## Work item
The data must be transcribed exactly, with no line missing.

[Referring expression data]
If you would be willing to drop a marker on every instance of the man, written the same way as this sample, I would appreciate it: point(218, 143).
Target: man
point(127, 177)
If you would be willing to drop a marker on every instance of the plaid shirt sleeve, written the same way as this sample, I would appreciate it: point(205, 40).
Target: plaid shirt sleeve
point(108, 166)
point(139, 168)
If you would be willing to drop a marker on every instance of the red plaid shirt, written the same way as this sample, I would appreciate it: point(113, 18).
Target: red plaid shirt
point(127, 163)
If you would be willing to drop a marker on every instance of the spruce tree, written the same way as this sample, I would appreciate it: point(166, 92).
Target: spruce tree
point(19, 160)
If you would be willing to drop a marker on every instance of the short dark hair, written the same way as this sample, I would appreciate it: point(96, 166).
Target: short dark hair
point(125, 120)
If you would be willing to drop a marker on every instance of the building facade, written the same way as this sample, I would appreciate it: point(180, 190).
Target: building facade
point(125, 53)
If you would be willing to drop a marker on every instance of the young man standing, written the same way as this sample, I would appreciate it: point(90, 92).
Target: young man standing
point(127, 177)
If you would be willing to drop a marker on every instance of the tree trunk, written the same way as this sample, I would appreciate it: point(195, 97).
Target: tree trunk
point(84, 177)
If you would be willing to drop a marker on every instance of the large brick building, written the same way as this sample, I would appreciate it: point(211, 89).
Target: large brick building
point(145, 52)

## Solution to the problem
If you would be willing to drop a marker on every instance of the man, written the same way as this sample, I would appreciate it: point(218, 143).
Target: man
point(127, 177)
If you would be willing to drop a marker on every instance of the plaid shirt sleeve, written the same way as this sample, I would appreciate it: point(205, 40).
Target: plaid shirt sleeve
point(108, 166)
point(139, 168)
If you would be willing to drop a marker on every instance of the red plaid shirt, written the same way as this sample, I would appreciate it: point(113, 18).
Target: red plaid shirt
point(127, 163)
If you would be willing to drop a marker on every instance of the spruce tree, written the same way as this sample, I would appreciate it: point(166, 92).
Target: spruce tree
point(19, 160)
If you would be willing to drop a marker on every instance of the short dark hair, written the same way as this sample, I would appreciate it: point(96, 166).
Target: short dark hair
point(125, 120)
If you would be willing to drop a marker on every instance of the building facade, written the same way as this sample, I would appreciate it: point(180, 190).
Target: building facade
point(125, 53)
If you would be willing to drop a marker on every instance of the young man standing, written the same way as this sample, I would appreciate it: point(90, 92).
Target: young man standing
point(127, 177)
If you would be willing to drop a marker on every instance of the tree trunk, written the same way as this sample, I would appreciate it: point(195, 97).
Target: tree trunk
point(84, 177)
If you would be willing to drop a marker on every instance of the large brick building, written the same way as this sample, I would appreciate it: point(211, 89).
Target: large brick building
point(145, 52)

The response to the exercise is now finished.